Saturday, April 17, 2010

On my knees.

The past few days have been almost too much. Almost. I'm so excited that I can hardly sit still. The new house. The ironman race in Hawaii. All the amazing things going on. I am so grateful. So excited. So filled with joy!

Mom, I wish you were here right now. For every major decision in my life, you're there. For smaller things you're always there to talk about things with and you're ALWAYS there for every major large decision I've had to make....like getting married, years ago,...or divorced (years later) to buying a house or starting a new business, and then another new business...you're always there.

I'm missing you right now!

I'm so excited I can't even sleep! I can't contain myself. I know that if I was talking to you right now you would have a few things to say...

You'd say "settle down".

"Slow down, chickie!"


and I know your most important message would be,
"You better get down on your knees and pray."

I remember lots of times in the past, when things were going great for me, for whatever reason, and I was celebrating, walking tall and feeling like I was on fire...

I clearly remember you reminding me, in those exact moments, to give thanks. To be grateful. To not get too confident or cocky. To be humble. To never take things for granted.

EXERCISE TASK A = Please echo the blog entry about missing Mom word for word, everything from "On my knees." down to "things to say...".
EXERCISE TASK B = In the records, take everything from the line containing "A reviewer flagged road" down to the line containing "[[513, 315, 527, 332]]" and swap "For audit purposes" for "For quality-check purposes", keeping the rest unchanged. Return only those lines.

MATERIAL TO PROCESS =
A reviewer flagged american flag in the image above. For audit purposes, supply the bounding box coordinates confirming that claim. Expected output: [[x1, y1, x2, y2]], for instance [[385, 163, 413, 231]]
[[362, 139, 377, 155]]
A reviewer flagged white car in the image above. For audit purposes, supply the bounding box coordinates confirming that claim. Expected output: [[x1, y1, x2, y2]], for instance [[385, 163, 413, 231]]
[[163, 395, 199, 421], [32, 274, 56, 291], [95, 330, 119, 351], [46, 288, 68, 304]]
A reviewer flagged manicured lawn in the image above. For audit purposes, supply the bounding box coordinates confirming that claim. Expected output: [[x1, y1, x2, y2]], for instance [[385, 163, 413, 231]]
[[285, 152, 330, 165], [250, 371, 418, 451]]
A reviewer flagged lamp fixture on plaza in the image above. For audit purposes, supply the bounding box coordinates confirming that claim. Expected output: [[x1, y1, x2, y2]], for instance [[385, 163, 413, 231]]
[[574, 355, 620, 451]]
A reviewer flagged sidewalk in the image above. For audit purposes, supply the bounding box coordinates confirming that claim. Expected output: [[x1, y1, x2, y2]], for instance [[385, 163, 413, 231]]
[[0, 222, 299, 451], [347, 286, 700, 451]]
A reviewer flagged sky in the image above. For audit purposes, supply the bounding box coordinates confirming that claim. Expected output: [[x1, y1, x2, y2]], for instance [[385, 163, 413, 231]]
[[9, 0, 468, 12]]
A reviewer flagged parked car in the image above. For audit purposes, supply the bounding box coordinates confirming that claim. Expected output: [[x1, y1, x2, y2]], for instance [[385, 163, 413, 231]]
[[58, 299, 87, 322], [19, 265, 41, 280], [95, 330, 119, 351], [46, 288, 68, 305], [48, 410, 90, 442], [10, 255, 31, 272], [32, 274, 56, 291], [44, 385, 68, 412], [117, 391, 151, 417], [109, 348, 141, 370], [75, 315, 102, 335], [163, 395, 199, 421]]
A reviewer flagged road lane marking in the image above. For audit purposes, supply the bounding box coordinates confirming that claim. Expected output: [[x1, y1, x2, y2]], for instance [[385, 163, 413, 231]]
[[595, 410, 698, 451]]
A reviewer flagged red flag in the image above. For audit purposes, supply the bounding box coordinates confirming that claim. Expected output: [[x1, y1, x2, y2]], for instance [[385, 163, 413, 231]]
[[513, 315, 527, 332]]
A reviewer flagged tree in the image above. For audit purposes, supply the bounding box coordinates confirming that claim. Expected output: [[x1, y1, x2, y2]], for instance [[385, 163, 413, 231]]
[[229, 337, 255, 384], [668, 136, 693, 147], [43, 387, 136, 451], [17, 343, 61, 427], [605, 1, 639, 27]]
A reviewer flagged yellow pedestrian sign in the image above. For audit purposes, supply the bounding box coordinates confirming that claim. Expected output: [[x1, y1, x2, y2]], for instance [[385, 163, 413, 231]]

WRITTEN SOLUTION A =
On my knees.

The past few days have been almost too much. Almost. I'm so excited that I can hardly sit still. The new house. The ironman race in Hawaii. All the amazing things going on. I am so grateful. So excited. So filled with joy!

Mom, I wish you were here right now. For every major decision in my life, you're there. For smaller things you're always there to talk about things with and you're ALWAYS there for every major large decision I've had to make....like getting married, years ago,...or divorced (years later) to buying a house or starting a new business, and then another new business...you're always there.

I'm missing you right now!

I'm so excited I can't even sleep! I can't contain myself. I know that if I was talking to you right now you would have a few things to say...

WRITTEN SOLUTION B =
A reviewer flagged road lane marking in the image above. For quality-check purposes, supply the bounding box coordinates confirming that claim. Expected output: [[x1, y1, x2, y2]], for instance [[385, 163, 413, 231]]
[[595, 410, 698, 451]]
A reviewer flagged red flag in the image above. For quality-check purposes, supply the bounding box coordinates confirming that claim. Expected output: [[x1, y1, x2, y2]], for instance [[385, 163, 413, 231]]
[[513, 315, 527, 332]]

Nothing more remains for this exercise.